§ **Text for analysis**
▶
Tuesday, November 16, 2010

ghost books

We were walking fast because we had a bus to catch. Then we started finding books. Books propped in doorways, books reclining on benches where the homeless sleep. The books were in plastic bags against the rain. It was raining a little. My son picked one up. It was Moravagine by Blaise Cendrars. I thought, WHAT?

So there is this initiative in Madrid to get people reading and passing books around - or at least just passing books around. It's sponsored by a beer company. A children's charity is somehow involved. There's a webpage. I haven't looked at it. When you find a book you're supposed to go to the webpage and say where you found it (each book has a number) and after you read it you're supposed to (this is where things get a little weird) leave it somewhere, anywhere you want, for someone else to find. I don't know. I have the feeling that people who normally read books will read them and leave them somewhere, maybe even do the numbers thing on the webpage, but that people who don't normally read will take them and keep them. Why would I think that? What's a book to someone who never reads? (Maybe I've discovered an unusual paranoia in myself. Non-readers will take the books. Strange.) But as you walk down the street now you find books. They're just sitting there. It's like walking through a forest and finding mushrooms - these bizzare, kind of magical apparitions, the fruit of an underground world.
◀
§ **Supplied data**
▶
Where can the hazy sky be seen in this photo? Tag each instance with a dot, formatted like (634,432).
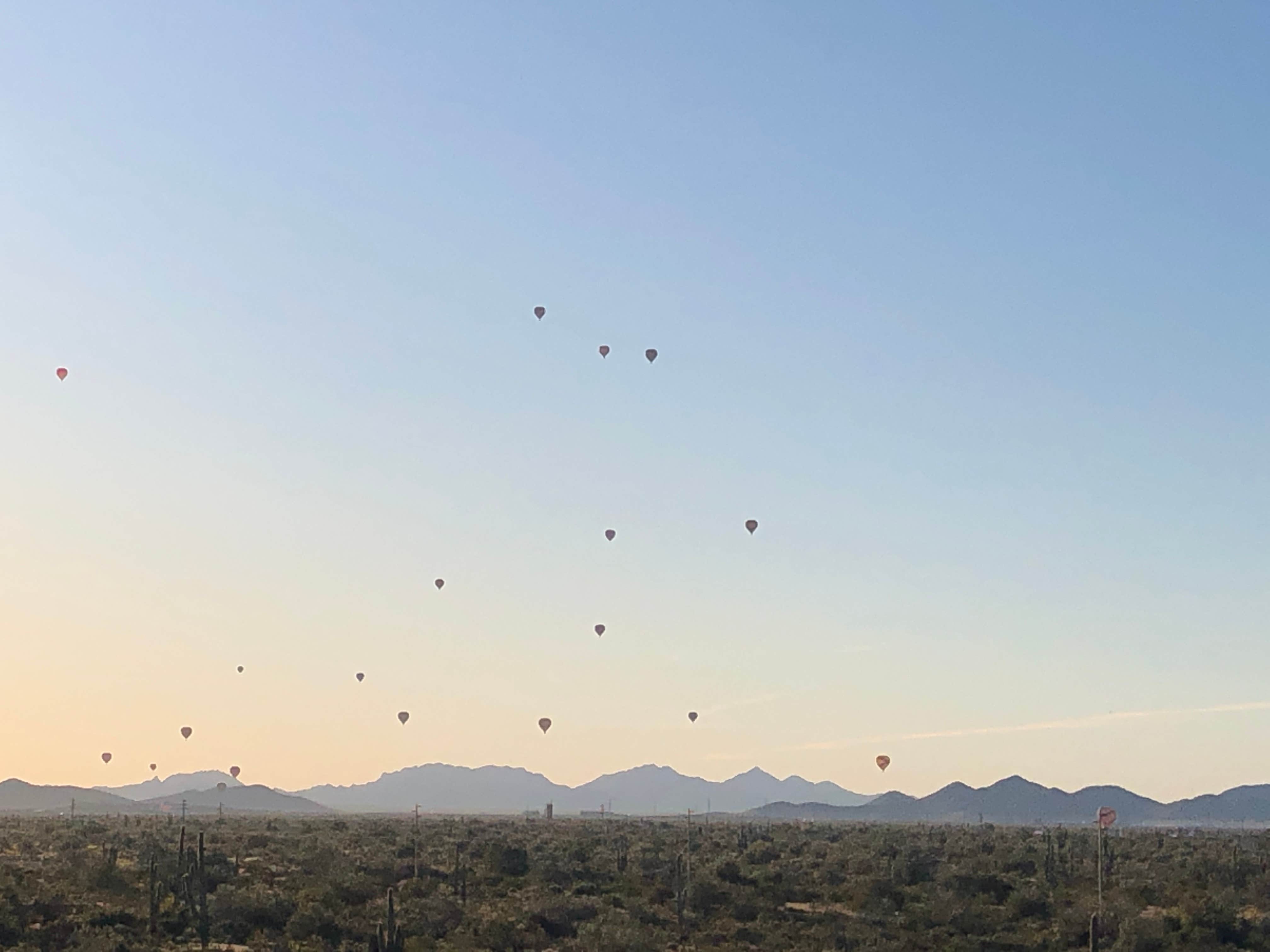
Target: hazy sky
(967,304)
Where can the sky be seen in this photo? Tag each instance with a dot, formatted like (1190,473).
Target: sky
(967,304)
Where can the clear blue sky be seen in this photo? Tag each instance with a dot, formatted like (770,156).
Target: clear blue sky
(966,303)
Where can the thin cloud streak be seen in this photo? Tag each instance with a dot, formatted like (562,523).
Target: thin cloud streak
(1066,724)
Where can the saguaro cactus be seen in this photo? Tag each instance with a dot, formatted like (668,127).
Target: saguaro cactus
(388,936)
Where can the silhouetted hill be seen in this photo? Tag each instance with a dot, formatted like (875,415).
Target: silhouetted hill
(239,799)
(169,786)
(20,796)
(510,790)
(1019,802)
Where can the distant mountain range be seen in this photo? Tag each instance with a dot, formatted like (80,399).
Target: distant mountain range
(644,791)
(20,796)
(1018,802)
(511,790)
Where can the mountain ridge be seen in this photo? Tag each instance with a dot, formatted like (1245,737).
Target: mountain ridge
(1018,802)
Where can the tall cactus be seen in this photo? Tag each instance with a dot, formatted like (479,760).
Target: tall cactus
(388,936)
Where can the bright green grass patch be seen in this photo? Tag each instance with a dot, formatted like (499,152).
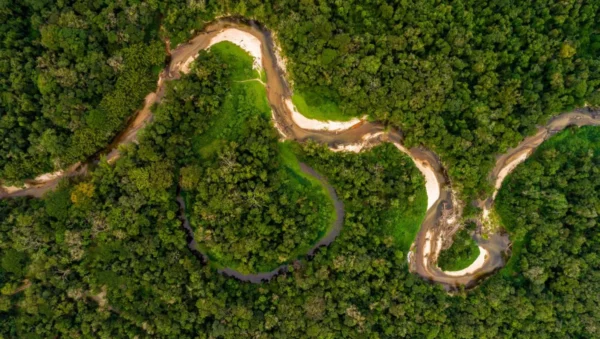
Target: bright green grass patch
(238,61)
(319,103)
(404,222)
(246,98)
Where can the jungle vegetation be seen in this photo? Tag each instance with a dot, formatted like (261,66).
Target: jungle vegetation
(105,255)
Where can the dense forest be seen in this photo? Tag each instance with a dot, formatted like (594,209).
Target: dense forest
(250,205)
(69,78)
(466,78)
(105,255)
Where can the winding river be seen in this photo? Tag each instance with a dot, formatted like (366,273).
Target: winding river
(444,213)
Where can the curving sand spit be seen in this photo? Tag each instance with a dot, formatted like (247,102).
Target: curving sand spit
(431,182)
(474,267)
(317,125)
◀
§ **About this exercise**
In the ghost books post, what is someone who finds one of the books supposed to do? List each step. The items can be set aside; none of this work depends on them.

§ **Exercise result**
- Go to the webpage and say where they found the book, using its number.
- Read the book.
- Leave it anywhere they want for someone else to find.